◆ Set task 1
Repeat the rows from the line with "Q: Supply the bounding box that surrounds the floor" to the line with "[282,243,289,275]", both lines included, and change nothing in them.

[BEGIN Passage]

Analysis of Hamlet's Soliloquies in Acts I, II, and III
What is a soliloquy?
- Soliloquy (noun): an act of speaking one’s thoughts aloud when alone or regardless of hearers, especially in a play.
Shakespeare's soliloquies give the reader, or the audience, the opportunity to witness what is going on in a character's mind. While these soliloquies are, of course, spoken by the characters, they offer the reader some insight into Shakespeare's concerns about the human condition.
Soliloquies covered in this article:
- Act 1. Scene 2: 'Oh that this too solid flesh would melt ...'
- Act 2. Scene 2: 'Now I am alone. O, what a rogue and peasant slave am I!...'
- Act 3. Scene 1: 'To be, or not to be ...'
Hamlet's Soliloquy, Act 1. Scene II
O, that this too too solid flesh would melt
Thaw and resolve itself into a dew!
Or that the Everlasting had not fix'd
His canon 'gainst self-slaughter! O God! God!
How weary, stale, flat and unprofitable,
Seem to me all the uses of this world!
Fie on't! ah fie! 'tis an unweeded garden,
That grows to seed; things rank and gross in nature
Possess it merely. That it should come to this!
But two months dead: nay, not so much, not two:
So excellent a king; that was, to this,
Hyperion to a satyr; so loving to my mother
That he might not beteem the winds of heaven
Visit her face too roughly. Heaven and earth!
Must I remember? why, she would hang on him,
As if increase of appetite had grown
By what it fed on: and yet, within a month--
Let me not think on't—Frailty, thy name is woman!—
A little month, or ere those shoes were old
With which she follow'd my poor father's body,
Like Niobe, all tears:—why she, even she—
O, God! a beast, that wants discourse of reason,
Would have mourn'd longer—married with my uncle,
My father's brother, but no more like my father
Than I to Hercules: within a month:
Ere yet the salt of most unrighteous tears
Had left the flushing in her galled eyes,
She married. O, most wicked speed, to post
With such dexterity to incestuous sheets!
It is not nor it cannot come to good:
But break, my heart; for I must hold my tongue.
Analysis of Hamlet's Soliloquy, Act 1. Scene II
This soliloquy begins with Hamlet desiring death, saying, 'this too solid flesh would melt', but this desire comes coupled with the fear that God does not condone 'self-slaughter'. This reveals that Hamlet is feeling melancholic. It's possible that he is suffering from depression. Apart from desiring suicide, he also states that he is finding the world 'weary, stale, flat and unprofitable'. This is more proof that Hamlet is depressed. However, depression does not come absent other emotions.
As we read further, we find that Hamlet's depression leads to bitterness and disgust. This is most apparent when Hamlet describes the world as 'rank', 'gross', and 'unweeded'.

[END Passage]
[BEGIN Listing]

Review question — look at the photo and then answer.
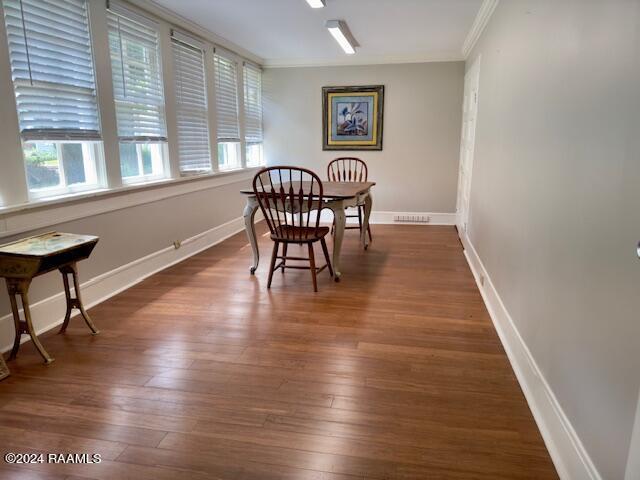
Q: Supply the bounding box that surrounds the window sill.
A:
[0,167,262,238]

[END Listing]
[BEGIN Listing]

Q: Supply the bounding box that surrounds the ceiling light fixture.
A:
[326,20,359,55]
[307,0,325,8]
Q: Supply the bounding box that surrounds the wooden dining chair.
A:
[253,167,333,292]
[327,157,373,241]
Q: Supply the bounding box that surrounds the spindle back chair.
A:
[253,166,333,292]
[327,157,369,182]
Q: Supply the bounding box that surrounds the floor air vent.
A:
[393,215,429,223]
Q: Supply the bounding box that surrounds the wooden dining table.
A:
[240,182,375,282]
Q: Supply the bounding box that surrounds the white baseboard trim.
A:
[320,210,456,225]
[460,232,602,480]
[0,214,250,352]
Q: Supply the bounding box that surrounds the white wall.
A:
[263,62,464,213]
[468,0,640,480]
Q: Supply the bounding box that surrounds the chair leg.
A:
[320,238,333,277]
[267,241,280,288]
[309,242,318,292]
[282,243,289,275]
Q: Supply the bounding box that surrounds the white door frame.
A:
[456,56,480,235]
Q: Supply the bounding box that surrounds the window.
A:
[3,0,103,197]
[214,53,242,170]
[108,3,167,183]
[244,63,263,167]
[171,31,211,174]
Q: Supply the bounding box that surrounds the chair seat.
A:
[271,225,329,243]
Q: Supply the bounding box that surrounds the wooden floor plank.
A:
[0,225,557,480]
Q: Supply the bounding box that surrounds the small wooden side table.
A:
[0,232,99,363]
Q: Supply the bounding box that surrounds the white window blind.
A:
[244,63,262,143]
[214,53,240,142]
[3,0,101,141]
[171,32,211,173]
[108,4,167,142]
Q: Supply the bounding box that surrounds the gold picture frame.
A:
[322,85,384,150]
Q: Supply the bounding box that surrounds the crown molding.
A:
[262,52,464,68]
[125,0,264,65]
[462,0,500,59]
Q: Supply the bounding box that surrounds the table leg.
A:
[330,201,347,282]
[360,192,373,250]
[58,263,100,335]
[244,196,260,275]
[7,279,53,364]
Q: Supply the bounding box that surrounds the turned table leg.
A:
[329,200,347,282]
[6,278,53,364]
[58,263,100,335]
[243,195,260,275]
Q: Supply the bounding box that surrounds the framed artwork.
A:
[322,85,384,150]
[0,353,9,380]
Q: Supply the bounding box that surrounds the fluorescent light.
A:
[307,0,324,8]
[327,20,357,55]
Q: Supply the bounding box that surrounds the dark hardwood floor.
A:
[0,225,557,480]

[END Listing]
[BEGIN Listing]

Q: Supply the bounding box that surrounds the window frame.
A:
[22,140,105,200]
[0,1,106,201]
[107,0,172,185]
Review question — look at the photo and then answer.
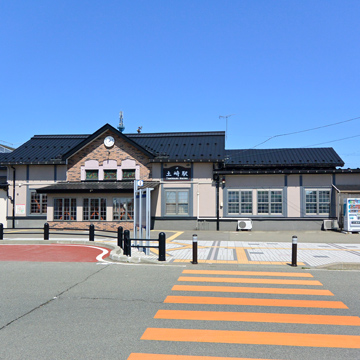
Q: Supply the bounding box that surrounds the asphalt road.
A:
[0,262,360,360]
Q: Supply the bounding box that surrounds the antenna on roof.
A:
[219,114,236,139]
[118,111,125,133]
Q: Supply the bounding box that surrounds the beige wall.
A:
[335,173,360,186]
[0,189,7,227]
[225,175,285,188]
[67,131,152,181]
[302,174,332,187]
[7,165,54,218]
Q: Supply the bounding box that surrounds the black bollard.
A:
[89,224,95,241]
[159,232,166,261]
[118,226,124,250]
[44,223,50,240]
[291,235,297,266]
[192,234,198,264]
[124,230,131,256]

[END Listing]

◆ Set task 2
Continue the analysis of Hamlet's soliloquies from the point where it stops.

◆ Expected output 1
Q: Supply the bounding box that surrounds the floor air vent.
A:
[393,215,429,223]
Q: Supply the bounding box that surrounds the wooden dining table.
A:
[240,182,375,282]
Q: Supply the bounding box that surrounds the white baseboard trim.
A:
[320,210,456,225]
[460,232,602,480]
[0,214,250,352]
Q: Supply the bounding box that surrounds the white wall.
A:
[263,62,464,213]
[468,0,640,480]
Q: Supply the bounding box that surrounds the chair leg.
A:
[320,238,333,277]
[267,241,280,288]
[309,242,318,292]
[282,243,289,275]

◆ Expected output 2
Hamlet's growing sense of melancholy and disgust is a result of two horrific events. First, his father, the king, died less than two months prior to Hamlet's soliloquy. Hamlet is grieving for his father, whom he honoured and loved, comparing him to 'Hyperion'.
Second, his mother, who should be sharing his grief, has betrayed his needs and his father's memory. She has celebrated a hasty and unseemly marriage to the old king's brother, Claudius. Hamlet's distress and disgust are illustrated in his comment, 'a beast, that wants of reason, would have mourned longer'. Here, we see that Hamlet feels as though his mother has sullied his father's memory saying, 'Frailty, thy name is woman'. The matter torments him so much that he can hardly bear to consider it. 'Must I remember?' he asks in desperation, then he says, 'Let me not think on't'.
He is not only shocked and upset by the haste with which his mother has decided to remarry, but he is also disgusted by the husband she has chosen. Because she marries her dead husband's brother, Claudius, Hamlet believes that she is committing incest. Hamlet dislikes Claudius, whom he compares to a 'satyr'. Hamlet despises being called Claudius's 'son'. While he agrees to 'obey' his mother's wishes, he mocks Claudius's irritating comments. It is obvious that Hamlet cannot stomach seeing Claudius in such a high position of power.
It is likely that he may also feel that his own place has been usurped. He has not inherited his father's crown, but rather, it is now worn by Claudius. This renders Hamlet powerless. Hamlet is convinced that this unfortunate situation 'cannot come to good', but feels impotent. How can Hamlet lead his country and honor his father's death when such a malicious buffoon sits on the throne?
He feels depressed, suicidal, fearful, regretful, grief-stricken, angry, disgusted, betrayed, frustrated, confused and impotent. His thoughts are of death and decay. This speech indicates the level of negativity to which Hamlet has fallen. He is haunted by his father's death, tormented by his mother's marriage to Claudius, and infuriated by his inability to change either event.
Hamlet's Soliloquy, Act 2. Scene II
Now I am alone.
O, what a rogue and peasant slave am I!
Is it not monstrous that this player here,
But in a fiction, in a dream of passion,
Could force his soul so to his own conceit
That from her working all his visage wann'd,
Tears in his eyes, distraction in's aspect,
A broken voice, and his whole function suiting
With forms to his conceit? and all for nothing!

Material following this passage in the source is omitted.